#### [EXERCISE GOAL]
Output all of the records word for word and drop the images.

▶

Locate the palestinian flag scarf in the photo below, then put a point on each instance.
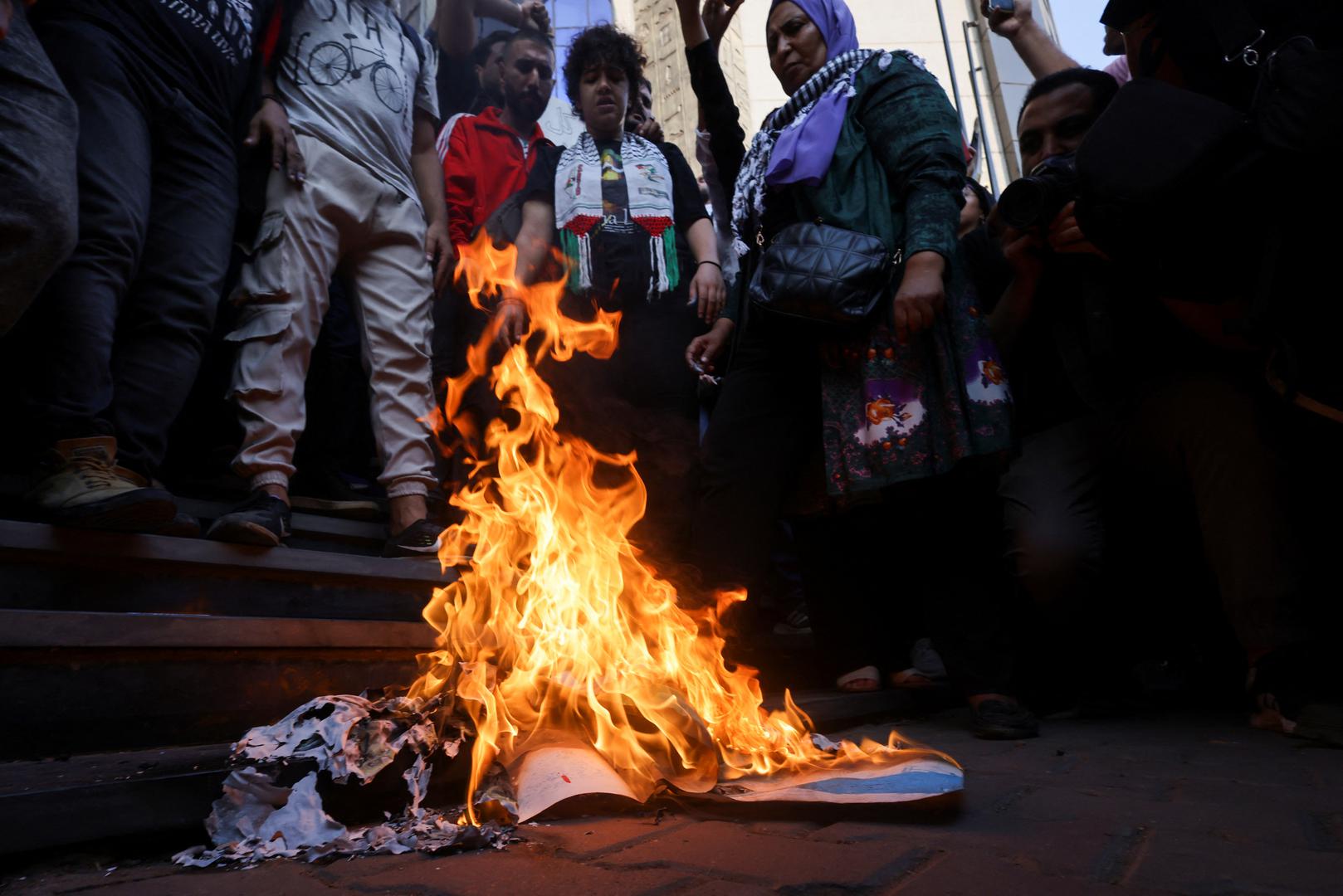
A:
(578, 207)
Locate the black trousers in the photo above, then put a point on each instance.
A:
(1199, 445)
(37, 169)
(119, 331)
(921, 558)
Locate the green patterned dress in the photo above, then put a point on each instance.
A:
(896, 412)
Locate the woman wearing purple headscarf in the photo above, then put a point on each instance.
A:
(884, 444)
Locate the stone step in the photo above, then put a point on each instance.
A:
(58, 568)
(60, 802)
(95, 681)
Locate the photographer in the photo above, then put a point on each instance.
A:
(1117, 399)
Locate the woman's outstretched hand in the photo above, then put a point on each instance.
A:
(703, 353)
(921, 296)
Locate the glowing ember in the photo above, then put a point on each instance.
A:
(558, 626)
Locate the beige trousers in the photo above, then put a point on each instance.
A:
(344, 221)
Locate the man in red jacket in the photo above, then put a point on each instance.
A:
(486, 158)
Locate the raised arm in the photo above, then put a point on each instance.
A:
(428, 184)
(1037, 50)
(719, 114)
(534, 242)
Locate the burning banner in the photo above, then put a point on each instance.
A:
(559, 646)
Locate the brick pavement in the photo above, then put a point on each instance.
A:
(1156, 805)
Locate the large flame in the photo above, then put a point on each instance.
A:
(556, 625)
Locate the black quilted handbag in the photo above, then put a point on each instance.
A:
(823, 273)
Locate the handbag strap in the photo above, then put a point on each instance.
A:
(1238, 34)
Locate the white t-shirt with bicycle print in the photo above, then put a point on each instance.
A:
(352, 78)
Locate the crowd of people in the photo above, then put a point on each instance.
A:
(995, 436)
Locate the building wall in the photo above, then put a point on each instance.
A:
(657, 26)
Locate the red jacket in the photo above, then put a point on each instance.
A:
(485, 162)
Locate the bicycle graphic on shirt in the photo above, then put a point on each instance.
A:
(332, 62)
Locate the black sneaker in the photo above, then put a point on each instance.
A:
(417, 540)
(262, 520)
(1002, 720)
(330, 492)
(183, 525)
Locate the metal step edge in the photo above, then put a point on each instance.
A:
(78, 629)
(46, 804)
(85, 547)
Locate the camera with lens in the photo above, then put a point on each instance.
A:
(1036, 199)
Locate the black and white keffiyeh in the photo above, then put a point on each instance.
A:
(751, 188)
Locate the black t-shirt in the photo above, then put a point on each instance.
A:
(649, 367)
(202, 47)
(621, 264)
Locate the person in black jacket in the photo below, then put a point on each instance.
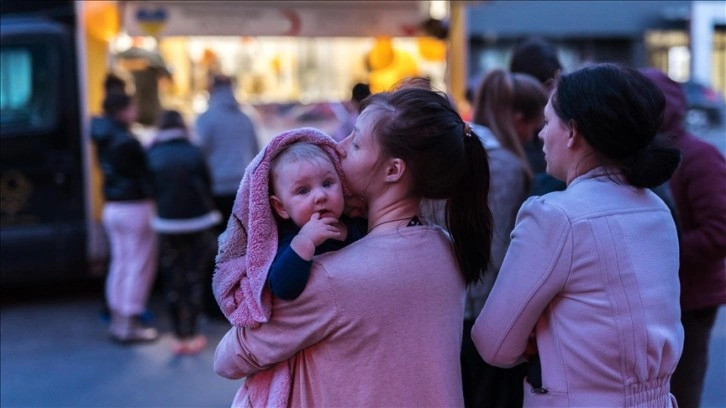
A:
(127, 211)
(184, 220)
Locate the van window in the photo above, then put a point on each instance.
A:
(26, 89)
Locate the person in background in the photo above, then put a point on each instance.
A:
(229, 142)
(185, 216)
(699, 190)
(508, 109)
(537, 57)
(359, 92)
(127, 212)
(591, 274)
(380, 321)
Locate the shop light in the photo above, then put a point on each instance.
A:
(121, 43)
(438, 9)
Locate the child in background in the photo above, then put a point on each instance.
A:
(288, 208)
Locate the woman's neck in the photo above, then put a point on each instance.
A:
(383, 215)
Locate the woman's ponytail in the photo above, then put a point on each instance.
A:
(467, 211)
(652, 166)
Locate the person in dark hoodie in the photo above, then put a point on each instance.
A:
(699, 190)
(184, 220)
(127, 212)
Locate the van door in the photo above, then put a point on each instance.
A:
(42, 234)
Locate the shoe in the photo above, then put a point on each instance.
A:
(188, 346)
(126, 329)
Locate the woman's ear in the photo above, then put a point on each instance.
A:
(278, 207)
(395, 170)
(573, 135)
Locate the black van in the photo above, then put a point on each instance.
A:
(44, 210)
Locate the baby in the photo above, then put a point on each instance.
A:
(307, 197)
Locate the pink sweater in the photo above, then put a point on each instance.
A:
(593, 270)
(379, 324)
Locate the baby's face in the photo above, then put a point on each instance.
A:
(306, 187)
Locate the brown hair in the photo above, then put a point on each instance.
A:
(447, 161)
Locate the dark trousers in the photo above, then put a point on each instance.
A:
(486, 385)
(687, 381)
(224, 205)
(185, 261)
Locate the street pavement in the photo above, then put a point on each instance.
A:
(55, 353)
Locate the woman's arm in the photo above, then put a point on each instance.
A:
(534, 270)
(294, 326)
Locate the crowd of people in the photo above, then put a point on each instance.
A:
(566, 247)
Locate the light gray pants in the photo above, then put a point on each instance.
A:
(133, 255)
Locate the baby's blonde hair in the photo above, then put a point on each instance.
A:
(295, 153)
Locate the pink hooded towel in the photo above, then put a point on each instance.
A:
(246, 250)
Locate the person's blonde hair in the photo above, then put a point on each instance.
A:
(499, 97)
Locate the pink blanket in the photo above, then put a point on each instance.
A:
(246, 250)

◀

#### [TASK ANSWER]
Locate the palestinian flag scarf in the photo below, then put a point on each instance.
A:
(578, 207)
Locate the black trousers in the photo above, then put a point on each instance.
A:
(1199, 445)
(37, 169)
(119, 331)
(921, 558)
Locate the green patterned dress in the photo above, then put a point on each instance.
A:
(896, 412)
Locate the woman wearing purple headscarf in the photo above, then put a point on each instance.
A:
(884, 444)
Locate the stone step in the photo above, then put a point on each instance.
A:
(58, 568)
(60, 802)
(95, 681)
Locate the photographer in the photo above, then put a point on each instance.
A:
(1117, 399)
Locate the woman's outstretched hand in the photo above, then put a point on each instance.
A:
(703, 353)
(921, 296)
Locate the glowing ember in the photo above, then put a point on each instance.
A:
(558, 626)
Locate the beige trousers in the photo above, then put a point on each instance.
A:
(344, 221)
Locate the man in red jacket in the photo above, then put a point on each instance.
A:
(486, 158)
Locate the raised arm in the photo above, then put a point on each instance.
A:
(428, 184)
(1037, 50)
(719, 114)
(534, 242)
Locate the burning banner in the photo above, then put a point on each instance.
A:
(559, 646)
Locate the brick pavement in the photo above, then put a point on each instance.
A:
(1156, 805)
Locate the large flame in the photo above, then put a point on each instance.
A:
(556, 625)
Locate the black quilted handbag in the photo above, then put a point on each instance.
A:
(823, 273)
Locate the handbag strap in the photo above, then put a point on each instance.
A:
(1238, 34)
Locate the white t-shirt with bicycle print in the photo above, then put a point on each instance.
A:
(352, 78)
Locate the crowd of people in the photo above, then put a point on each instance.
A:
(995, 436)
Locate the building wall in the photo above, then put a point on each instance.
A:
(657, 26)
Locate the red jacket in the photo above, then put a point on each instance.
A:
(485, 162)
Locate the bicycle graphic on shirt in the photo above, then put a point on each instance.
A:
(332, 62)
Locate the black sneaker in the photo above, then put a point on each instance.
A:
(417, 540)
(262, 520)
(1002, 720)
(330, 492)
(183, 525)
Locate the metal step edge in the photo above, then put a point on each instance.
A:
(78, 629)
(46, 804)
(85, 547)
Locate the camera with lens in the photo above, then put a point on each instance.
A:
(1036, 199)
Locate the black and white keffiyeh in the photo above, then put a point on each instance.
A:
(751, 188)
Locate the black t-shirt in the photo above, then put a point on each instance.
A:
(649, 367)
(202, 47)
(621, 264)
Locate the person in black jacket in the photo below, then put a point on each instance.
A:
(127, 211)
(184, 220)
Locate the van window in the photo above, then put a point on each instance.
A:
(26, 89)
Locate the person in background in the photo above, then put a point on each instance.
A:
(229, 142)
(185, 216)
(699, 190)
(508, 109)
(537, 57)
(359, 92)
(127, 212)
(591, 274)
(380, 321)
Locate the shop light in the photo above, then put a point on each instance.
A:
(121, 43)
(438, 9)
Locate the child in background in the photo above, then put a point on each instance.
A:
(288, 208)
Locate the woman's neck in the photo above, then put a point on each instance.
A:
(383, 215)
Locate the woman's ponytail in the photo above, then put a point on each instance.
A:
(467, 211)
(652, 166)
Locate the person in dark hoodie in the photo above, then put a point on each instance.
A:
(699, 190)
(184, 220)
(127, 212)
Locate the van door in the photo above, then put a point on each instance.
A:
(42, 234)
Locate the shoe in the photo above, then put a point on each instance.
A:
(188, 346)
(126, 329)
Locate the woman's ear in the photo above, then put a point on each instance.
A:
(278, 207)
(395, 170)
(573, 135)
Locate the black van in the photo above, then put a point on each instance.
A:
(44, 210)
Locate the baby in the photo above, then put a point on each instance.
A:
(307, 197)
Locate the pink sweater in the photo above, then put a point on each instance.
A:
(593, 270)
(379, 324)
Locate the baby's face in the photo above, then put a point on each instance.
A:
(306, 187)
Locate the brown hair in the photo above, then put a point on each instance.
A:
(447, 161)
Locate the dark trousers in the photo above, then put a point on each instance.
A:
(486, 385)
(687, 381)
(224, 205)
(185, 261)
Locate the street pavement in the photo above, then put a point on each instance.
A:
(55, 353)
Locate the woman's arm in the photo above, then put a point on each instance.
A:
(534, 270)
(294, 326)
Locate the crowd of people in the photo above, then put a point on each instance.
A:
(566, 247)
Locate the light gray pants in the photo above, then put a point on each instance.
A:
(133, 255)
Locate the baby's blonde hair in the photo above, then put a point on each instance.
A:
(295, 153)
Locate the pink hooded towel in the photo above, then put a point on each instance.
A:
(246, 250)
Locate the person's blonde hair in the photo above, then put a point on each instance.
A:
(499, 97)
Locate the pink blanket in the photo above, then put a point on each instance.
A:
(246, 250)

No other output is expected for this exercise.